__Given instruction 1__: Please report how many lines of the records below contain the string "snowy". Give only the number.

__Document section__:

◆ ◆ ◆ ◆ ◆ ◆ ◆

Perfomance issue about LAPACKE_dgesv of MKL on Xeon(R) Gold 6252N

lianchen · ‎11-02-2022

My Machine
Architecture: x86_64
CPU op-mode(s): 32-bit, 64-bit
Byte Order: Little Endian
CPU(s): 96
On-line CPU(s) list: 0-95
Thread(s) per core: 2
Core(s) per socket: 24
Socket(s): 2
NUMA node(s): 2
Vendor ID: GenuineIntel
CPU family: 6
Model: 85
Model name: Intel(R) Xeon(R) Gold 6252N CPU @ 2.30GHz
Stepping: 7
CPU MHz: 1699.871
CPU max MHz: 3600.0000
CPU min MHz: 1000.0000
BogoMIPS: 4600.00
Virtualization: VT-x
L1d cache: 32K
L1i cache: 32K
L2 cache: 1024K
L3 cache: 36608K
NUMA node0 CPU(s): 0-23,48-71
NUMA node1 CPU(s): 24-47,72-95

Core topology: two sockets, 24 cores per socket, 48 cores total
SMT status: enabled, but not utilized
Max clock rate: 1.7GHz (single-core and multicore)
Peak performance:
--single-core: 54.4 GFLOPS(double-precision)
--multicore: 54.4 GFLOPS/core (double-precision) 2611.2 GFLOPS/48 cores(double-precision)
I have fixed the frequency of the CPU at 1.7GHz by commands: sudo cpupower -c all frequency-set -u 1.7GHz, sudo cpupower -c all frequency-set -d 1.7GHz.

Code sample

int main(int argc, const char *argv[])
{
    // matrix parameters: A * X = B, column major
    int N, NRHS, LDA, LDB;
    // test parameters
    int N_START = 1000, N_END = 30000, NRHS_START = 1000, NRHS_END = 1000, INC = 1000, REPEAT = 3;

    // N, NRHS, REPEAT=3
    N = N_START, LDA = N, NRHS = NRHS_START, LDB = N;
    double gflops[50][50][10];
    while (N <= N_END){
        while(NRHS <= NRHS_END){
            double *A = NULL, *B = NULL;
            int *IPIV = NULL;

            for(int re_count = 0; re_count < REPEAT; ++ re_count)

◆ ◆ ◆ ◆ ◆ ◆ ◆

Position annotation records
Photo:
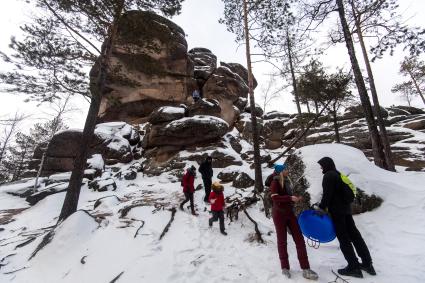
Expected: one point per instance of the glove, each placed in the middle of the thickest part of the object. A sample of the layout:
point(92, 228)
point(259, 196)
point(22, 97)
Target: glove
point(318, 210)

◆ ◆ ◆ ◆ ◆ ◆ ◆

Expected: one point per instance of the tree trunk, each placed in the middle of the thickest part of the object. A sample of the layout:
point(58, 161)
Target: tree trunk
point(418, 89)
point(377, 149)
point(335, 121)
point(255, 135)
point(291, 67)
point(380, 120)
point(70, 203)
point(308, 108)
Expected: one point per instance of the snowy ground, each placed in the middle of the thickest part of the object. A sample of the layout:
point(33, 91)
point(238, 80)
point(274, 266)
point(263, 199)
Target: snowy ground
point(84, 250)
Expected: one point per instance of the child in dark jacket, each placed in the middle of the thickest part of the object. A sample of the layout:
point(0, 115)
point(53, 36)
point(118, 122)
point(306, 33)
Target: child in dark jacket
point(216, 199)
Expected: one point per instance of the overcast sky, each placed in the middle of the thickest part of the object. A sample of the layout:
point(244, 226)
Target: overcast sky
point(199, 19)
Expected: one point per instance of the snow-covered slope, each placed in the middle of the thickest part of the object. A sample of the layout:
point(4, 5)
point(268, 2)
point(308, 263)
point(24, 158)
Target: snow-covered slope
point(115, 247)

◆ ◆ ◆ ◆ ◆ ◆ ◆

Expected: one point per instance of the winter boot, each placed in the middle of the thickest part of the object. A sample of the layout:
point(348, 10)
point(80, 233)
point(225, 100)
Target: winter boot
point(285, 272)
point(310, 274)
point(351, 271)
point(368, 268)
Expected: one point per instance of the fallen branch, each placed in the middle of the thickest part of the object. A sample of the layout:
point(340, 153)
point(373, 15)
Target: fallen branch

◆ ◆ ◆ ◆ ◆ ◆ ◆

__Given instruction 2__:
Answer these questions about the LAPACKE_dgesv thread above:
(a) How many cores per socket does the machine have?
(b) At what frequency was the CPU fixed?
(c) What value is REPEAT set to in the code sample?

__Exercise result 1__: 2

__Exercise result 2__:
(a) 24
(b) 1.7GHz
(c) 3